§ **TRY IT**
Begin at the line containing "compact shape [77,371]." in the data below and go on through the line containing "compact shape [20,46].", repeating each line exactly; include both ends and no other line.

*** RECORDS SHOWN ***

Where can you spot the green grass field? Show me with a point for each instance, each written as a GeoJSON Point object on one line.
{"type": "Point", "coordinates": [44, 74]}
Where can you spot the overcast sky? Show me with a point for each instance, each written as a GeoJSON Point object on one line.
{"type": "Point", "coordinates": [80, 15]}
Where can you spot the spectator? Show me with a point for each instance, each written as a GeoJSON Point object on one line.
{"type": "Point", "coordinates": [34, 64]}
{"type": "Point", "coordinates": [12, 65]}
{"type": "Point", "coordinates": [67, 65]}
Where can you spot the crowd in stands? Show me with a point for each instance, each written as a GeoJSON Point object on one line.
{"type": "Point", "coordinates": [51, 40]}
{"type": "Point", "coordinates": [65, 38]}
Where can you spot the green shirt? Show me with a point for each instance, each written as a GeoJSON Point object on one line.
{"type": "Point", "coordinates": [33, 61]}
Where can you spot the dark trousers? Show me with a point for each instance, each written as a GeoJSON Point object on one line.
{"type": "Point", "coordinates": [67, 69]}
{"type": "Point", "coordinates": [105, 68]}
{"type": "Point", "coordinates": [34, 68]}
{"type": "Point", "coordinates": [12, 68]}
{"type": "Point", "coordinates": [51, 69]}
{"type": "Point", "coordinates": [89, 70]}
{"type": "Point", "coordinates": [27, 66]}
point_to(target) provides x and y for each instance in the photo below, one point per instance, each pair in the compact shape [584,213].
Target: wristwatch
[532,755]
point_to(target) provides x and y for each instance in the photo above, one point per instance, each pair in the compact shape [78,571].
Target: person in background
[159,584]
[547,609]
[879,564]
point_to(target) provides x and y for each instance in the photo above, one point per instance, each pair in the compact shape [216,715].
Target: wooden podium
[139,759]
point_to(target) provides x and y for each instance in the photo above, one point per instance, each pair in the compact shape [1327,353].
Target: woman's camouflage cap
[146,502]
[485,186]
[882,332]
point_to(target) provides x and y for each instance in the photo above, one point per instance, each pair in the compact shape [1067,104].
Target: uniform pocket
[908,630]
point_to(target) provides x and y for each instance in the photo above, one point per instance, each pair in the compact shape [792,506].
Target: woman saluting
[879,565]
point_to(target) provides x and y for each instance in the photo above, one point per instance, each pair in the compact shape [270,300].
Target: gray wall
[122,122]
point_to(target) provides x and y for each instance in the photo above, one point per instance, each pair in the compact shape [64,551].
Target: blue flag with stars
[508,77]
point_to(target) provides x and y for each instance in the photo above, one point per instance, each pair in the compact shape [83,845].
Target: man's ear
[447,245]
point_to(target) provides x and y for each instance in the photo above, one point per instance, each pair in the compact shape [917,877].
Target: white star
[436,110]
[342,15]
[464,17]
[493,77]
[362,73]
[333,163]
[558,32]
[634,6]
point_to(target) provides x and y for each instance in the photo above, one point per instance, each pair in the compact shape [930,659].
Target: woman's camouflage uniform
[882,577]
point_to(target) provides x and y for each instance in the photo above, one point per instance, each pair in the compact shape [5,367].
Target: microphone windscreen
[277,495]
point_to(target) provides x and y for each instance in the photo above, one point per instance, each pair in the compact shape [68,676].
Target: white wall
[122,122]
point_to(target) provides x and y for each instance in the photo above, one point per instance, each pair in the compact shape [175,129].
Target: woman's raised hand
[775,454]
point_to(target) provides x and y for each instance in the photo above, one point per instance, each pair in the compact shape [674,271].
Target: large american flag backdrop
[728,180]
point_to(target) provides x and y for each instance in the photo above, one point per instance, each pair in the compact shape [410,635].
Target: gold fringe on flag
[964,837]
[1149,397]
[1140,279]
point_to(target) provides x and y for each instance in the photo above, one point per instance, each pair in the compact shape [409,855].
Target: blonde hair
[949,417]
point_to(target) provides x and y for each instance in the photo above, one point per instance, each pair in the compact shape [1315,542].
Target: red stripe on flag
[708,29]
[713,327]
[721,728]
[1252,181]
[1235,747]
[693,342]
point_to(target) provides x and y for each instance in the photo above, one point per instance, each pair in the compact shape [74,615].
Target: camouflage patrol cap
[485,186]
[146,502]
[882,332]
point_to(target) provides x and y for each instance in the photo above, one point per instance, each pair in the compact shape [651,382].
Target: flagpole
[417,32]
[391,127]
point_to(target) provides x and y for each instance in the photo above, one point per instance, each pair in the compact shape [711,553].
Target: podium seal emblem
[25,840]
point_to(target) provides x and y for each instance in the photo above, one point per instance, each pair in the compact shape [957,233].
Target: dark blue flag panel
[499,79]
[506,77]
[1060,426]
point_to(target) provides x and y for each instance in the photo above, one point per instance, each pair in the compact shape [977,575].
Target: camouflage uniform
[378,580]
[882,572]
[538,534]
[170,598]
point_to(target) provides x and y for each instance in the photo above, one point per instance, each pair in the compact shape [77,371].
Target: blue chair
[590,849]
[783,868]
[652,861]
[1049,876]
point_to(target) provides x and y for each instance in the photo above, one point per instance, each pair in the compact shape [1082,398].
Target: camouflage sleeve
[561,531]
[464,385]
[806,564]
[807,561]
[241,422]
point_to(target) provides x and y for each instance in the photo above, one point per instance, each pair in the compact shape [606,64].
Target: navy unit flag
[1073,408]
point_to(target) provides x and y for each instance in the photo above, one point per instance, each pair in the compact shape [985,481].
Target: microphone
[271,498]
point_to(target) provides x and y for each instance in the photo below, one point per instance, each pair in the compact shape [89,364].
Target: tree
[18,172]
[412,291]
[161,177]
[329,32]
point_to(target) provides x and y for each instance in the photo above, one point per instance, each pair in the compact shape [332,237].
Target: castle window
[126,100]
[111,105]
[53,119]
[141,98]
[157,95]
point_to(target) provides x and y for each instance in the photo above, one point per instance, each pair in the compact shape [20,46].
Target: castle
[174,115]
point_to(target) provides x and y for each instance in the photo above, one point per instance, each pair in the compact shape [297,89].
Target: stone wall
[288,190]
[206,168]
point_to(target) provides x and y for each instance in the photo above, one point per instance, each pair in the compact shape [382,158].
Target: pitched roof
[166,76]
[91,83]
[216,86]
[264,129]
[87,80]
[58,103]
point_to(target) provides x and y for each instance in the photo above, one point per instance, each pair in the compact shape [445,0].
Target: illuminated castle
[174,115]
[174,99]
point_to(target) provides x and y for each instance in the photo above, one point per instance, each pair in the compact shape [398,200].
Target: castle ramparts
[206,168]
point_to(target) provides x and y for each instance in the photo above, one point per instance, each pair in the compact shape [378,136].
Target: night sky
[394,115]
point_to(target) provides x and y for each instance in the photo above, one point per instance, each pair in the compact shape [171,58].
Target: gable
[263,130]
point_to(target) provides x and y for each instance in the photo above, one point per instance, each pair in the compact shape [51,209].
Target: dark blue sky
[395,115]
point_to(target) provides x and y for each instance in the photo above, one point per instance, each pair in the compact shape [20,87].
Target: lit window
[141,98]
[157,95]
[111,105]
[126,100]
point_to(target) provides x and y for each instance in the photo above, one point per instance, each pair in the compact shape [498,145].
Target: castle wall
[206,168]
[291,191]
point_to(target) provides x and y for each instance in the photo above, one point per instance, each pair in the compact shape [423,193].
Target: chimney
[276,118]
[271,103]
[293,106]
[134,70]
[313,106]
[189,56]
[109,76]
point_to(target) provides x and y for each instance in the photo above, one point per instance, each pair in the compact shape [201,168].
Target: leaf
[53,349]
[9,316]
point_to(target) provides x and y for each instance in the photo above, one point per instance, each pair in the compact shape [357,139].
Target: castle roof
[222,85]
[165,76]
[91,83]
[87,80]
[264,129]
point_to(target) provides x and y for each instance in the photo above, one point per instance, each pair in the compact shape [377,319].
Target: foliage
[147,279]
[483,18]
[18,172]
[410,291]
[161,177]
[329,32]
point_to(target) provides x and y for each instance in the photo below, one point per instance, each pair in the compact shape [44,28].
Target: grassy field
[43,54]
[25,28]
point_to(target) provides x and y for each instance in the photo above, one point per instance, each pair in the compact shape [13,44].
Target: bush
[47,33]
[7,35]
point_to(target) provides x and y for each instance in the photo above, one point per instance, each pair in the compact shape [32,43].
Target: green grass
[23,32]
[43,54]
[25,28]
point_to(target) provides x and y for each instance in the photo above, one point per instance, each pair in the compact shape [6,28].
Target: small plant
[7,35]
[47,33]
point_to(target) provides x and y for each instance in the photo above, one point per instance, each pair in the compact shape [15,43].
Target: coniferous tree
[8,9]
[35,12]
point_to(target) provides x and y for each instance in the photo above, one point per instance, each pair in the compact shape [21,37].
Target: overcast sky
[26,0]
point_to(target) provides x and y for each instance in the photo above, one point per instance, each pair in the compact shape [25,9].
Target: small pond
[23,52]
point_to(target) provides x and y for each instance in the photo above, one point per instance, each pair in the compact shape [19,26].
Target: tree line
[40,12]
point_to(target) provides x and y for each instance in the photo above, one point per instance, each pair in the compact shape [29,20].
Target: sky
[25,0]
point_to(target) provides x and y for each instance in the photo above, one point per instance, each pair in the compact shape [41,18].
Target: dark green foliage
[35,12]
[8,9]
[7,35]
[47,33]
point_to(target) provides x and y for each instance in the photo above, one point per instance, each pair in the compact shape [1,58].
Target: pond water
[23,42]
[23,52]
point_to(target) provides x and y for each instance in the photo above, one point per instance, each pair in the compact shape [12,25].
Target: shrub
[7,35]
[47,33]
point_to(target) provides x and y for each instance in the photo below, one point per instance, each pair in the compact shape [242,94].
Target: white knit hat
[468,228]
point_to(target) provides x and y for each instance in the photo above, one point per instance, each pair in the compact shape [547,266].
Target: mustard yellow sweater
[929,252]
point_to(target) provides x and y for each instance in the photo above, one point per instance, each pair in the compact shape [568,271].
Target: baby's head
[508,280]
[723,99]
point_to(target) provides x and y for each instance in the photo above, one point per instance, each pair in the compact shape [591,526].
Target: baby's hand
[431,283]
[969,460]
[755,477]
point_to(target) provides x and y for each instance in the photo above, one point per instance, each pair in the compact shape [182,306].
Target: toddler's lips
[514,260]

*** End of RECORDS SHOWN ***

§ **SOLUTION FOR THIS TASK**
point_to(target) provides x and y for each instance in the photo above, one point per instance, each pair in the compact shape [77,371].
Target: blue chair
[590,849]
[783,868]
[652,861]
[1049,876]
point_to(target) provides x and y for each instance in the photo above, one point per instance, each pair in the compact shape [1082,398].
Target: camouflage sleeve
[561,531]
[464,385]
[806,564]
[807,561]
[241,422]
point_to(target) provides x and y for each instance in the photo above, one point per instance, each pair in the compact shape [606,64].
Target: navy unit flag
[1073,408]
point_to(target) provides x and y for each instance in the photo above, one point per instance, each pair in the compact shape [985,481].
Target: microphone
[271,498]
point_to(target) provides x and y for each instance in the photo below, one point per instance, each pair in the compact shape [89,364].
Target: tree
[18,172]
[412,291]
[161,177]
[329,32]
point_to(target) provides x and y for each instance in the photo above, one point per instance, each pair in the compact shape [332,237].
Target: castle window
[126,100]
[111,105]
[53,119]
[141,98]
[157,95]
point_to(target) provides x and y for each instance in the photo above, one point per instance, each pair in the compact shape [20,46].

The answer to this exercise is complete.